[START Extracted text]
The book was released in October 2015 by Routledge, a global publisher of academic books, journals and online resources in the humanities and social sciences since 1836.

Diversity and Design explores how the design of products, buildings, landscapes, cities, media or systems affects diverse members of society. Fifteen case studies in media, product design, architecture, urban design, landscape and more, illustrate the profound, though often hidden, consequences design decisions and processes have on the total human experience.

Diversity and Design.

With over 140 full-color illustrations, chapter introductions, discussion questions and exercises, the book investigates how gender, race, class, age, disability and other factors influence the ways designers think. It also emphasizes the importance of understanding increasingly diverse cultures, thus, averting design that leads to discrimination, isolation and segregation.

Beth Tauke is associate professor of architecture at the School of Architecture and Planning, as well as an affiliated faculty member with the Center for Inclusive Design and Environmental Access (IDeA Center), the nation’s leading research center on universal design in the built environment. Her research and teaching works to advance diversity and design courses in general education programs at colleges and universities around the world.
[END Extracted text]
[START Records shown]
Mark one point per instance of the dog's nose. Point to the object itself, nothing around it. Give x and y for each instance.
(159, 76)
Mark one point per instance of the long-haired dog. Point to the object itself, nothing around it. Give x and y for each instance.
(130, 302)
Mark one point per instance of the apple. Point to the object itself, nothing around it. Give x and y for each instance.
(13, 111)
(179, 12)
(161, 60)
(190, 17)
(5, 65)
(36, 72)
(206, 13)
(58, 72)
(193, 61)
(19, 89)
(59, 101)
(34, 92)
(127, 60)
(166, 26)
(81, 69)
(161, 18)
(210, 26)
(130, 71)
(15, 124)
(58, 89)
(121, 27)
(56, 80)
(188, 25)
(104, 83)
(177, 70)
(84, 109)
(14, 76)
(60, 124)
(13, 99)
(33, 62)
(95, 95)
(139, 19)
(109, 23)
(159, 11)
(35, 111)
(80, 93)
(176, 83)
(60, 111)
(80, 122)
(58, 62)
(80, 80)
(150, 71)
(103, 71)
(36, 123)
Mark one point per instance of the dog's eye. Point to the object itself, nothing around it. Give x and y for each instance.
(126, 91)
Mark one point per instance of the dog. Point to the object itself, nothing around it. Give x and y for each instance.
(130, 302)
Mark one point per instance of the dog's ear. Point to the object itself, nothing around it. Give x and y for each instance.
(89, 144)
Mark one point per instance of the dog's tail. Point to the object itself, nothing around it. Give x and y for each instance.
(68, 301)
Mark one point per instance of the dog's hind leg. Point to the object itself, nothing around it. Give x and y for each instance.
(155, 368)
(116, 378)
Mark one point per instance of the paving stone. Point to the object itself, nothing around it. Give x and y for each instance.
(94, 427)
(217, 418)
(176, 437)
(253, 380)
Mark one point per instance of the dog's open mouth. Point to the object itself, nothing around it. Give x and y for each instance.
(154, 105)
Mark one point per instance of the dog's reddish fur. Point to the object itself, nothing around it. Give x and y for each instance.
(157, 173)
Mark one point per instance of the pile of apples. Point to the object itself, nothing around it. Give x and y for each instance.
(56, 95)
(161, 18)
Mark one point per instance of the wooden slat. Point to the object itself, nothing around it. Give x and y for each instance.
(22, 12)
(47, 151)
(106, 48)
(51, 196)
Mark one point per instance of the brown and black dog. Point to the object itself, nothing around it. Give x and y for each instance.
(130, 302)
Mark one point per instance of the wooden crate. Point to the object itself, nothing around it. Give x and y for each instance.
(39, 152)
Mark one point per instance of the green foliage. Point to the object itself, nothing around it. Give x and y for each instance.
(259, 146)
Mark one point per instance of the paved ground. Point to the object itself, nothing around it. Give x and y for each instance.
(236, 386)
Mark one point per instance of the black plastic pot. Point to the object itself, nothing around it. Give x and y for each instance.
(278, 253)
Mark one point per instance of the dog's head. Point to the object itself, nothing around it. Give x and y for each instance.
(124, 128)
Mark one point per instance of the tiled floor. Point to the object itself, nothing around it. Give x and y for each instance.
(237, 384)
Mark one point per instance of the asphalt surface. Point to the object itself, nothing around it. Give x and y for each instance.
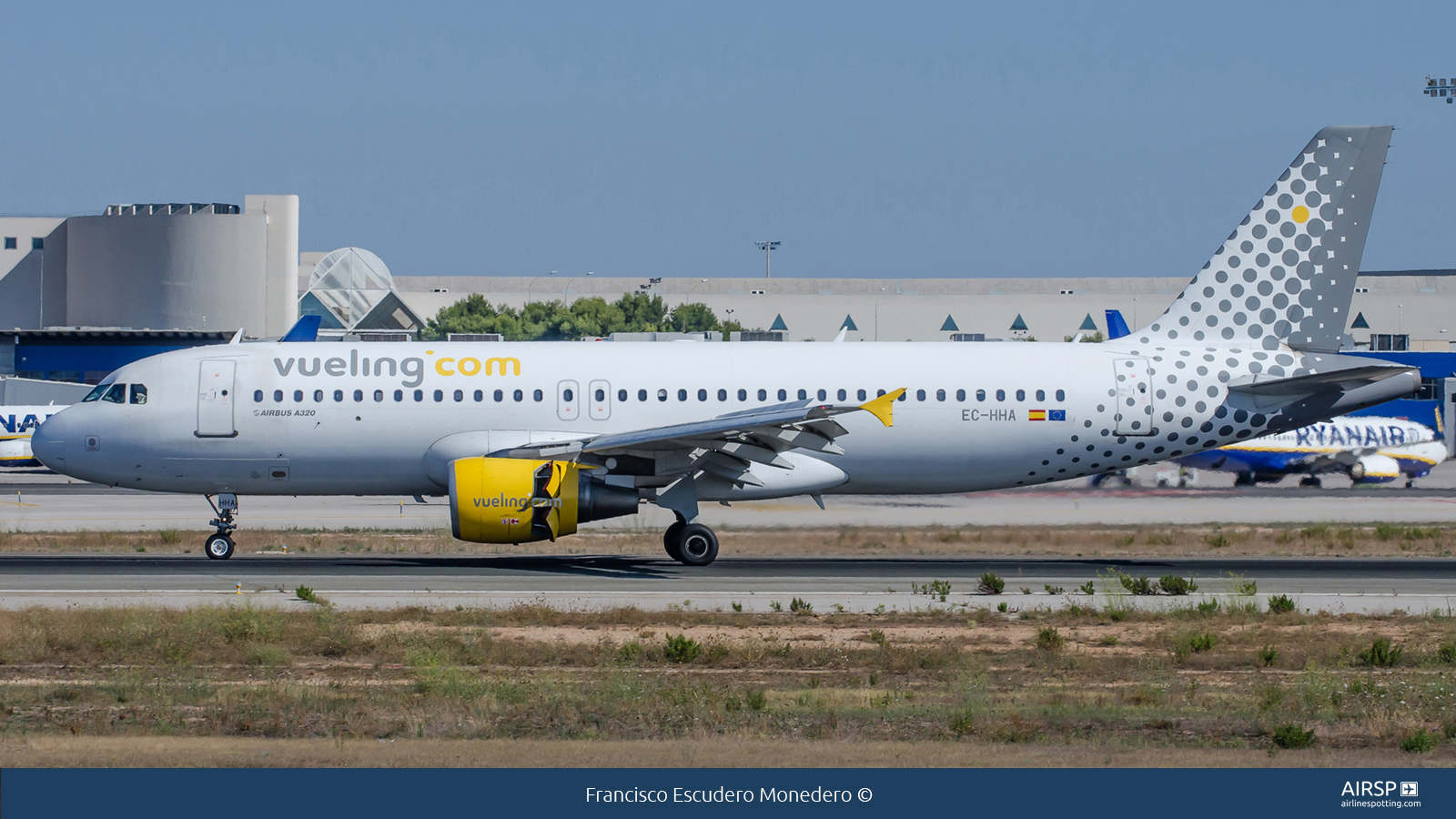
(1339, 584)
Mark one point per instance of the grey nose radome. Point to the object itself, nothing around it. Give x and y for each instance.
(48, 442)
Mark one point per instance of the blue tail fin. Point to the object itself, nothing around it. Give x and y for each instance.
(1116, 327)
(306, 329)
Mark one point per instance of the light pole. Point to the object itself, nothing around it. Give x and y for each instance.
(533, 285)
(768, 252)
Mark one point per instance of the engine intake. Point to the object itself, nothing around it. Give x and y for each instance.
(510, 500)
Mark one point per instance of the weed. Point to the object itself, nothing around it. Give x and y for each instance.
(1174, 584)
(1382, 654)
(1280, 603)
(934, 589)
(1420, 742)
(1293, 736)
(682, 649)
(756, 698)
(1048, 640)
(1138, 584)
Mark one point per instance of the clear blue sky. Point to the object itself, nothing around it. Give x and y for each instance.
(890, 138)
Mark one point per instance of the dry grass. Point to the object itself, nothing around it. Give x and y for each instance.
(963, 687)
(865, 541)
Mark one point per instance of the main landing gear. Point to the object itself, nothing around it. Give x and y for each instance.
(220, 544)
(691, 544)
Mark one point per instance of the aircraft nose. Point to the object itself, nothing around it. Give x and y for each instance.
(48, 442)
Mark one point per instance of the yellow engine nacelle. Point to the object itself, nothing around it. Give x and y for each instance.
(511, 500)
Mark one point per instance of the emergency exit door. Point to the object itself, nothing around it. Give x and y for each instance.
(216, 398)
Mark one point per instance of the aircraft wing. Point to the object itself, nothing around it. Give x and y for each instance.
(727, 445)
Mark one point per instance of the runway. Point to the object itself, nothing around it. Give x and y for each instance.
(1337, 584)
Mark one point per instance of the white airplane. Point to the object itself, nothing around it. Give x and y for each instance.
(1369, 450)
(16, 426)
(529, 440)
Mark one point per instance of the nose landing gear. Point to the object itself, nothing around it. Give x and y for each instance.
(220, 544)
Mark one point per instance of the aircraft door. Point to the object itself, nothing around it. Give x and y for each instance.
(216, 398)
(1135, 397)
(568, 401)
(599, 401)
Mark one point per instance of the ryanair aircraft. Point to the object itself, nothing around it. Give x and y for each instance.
(531, 440)
(1369, 450)
(16, 426)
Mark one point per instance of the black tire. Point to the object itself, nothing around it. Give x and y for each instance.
(218, 547)
(672, 540)
(698, 545)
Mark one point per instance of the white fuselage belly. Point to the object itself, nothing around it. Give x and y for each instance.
(376, 446)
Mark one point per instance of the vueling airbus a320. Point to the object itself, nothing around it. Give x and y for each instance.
(531, 440)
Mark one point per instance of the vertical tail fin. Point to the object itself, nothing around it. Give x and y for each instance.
(1288, 271)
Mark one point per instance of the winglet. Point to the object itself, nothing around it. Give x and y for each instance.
(883, 407)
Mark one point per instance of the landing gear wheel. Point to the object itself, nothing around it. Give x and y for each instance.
(673, 542)
(218, 547)
(698, 545)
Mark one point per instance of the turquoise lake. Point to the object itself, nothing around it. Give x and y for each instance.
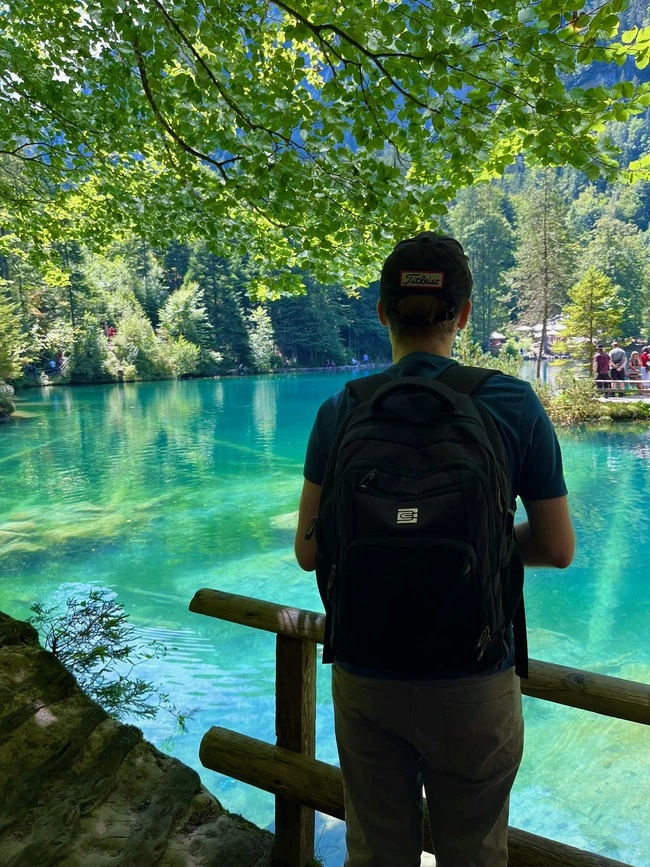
[END Records shown]
● Directions for this task
Extend the description of the book Diversity and Design, starting right after its last sentence. The entries aren't needed here.

● Result
Korydon Smith is associate professor of architecture, associate dean for academic affairs at the School of Architecture and Planning and an affiliated faculty member with the IDeA Center. His research investigates design for social justice. He is a co-lead of UB’s Community of Excellence on Global Health Equity, a major interdisciplinary research program on the complex and interconnected factors behind inequities in health and well-being.

Charles Davis (MArch '02, BPS '99) is assistant professor of architectural history and criticism at the University of North Carolina at Charlotte. His research examines the historical integrations of race and style theory in modern architectural debates and the general effect of racial discourses on architectural production and professionalization. Davis is also one of the inaugural members of the School of Architecture and Planning Dean’s Council.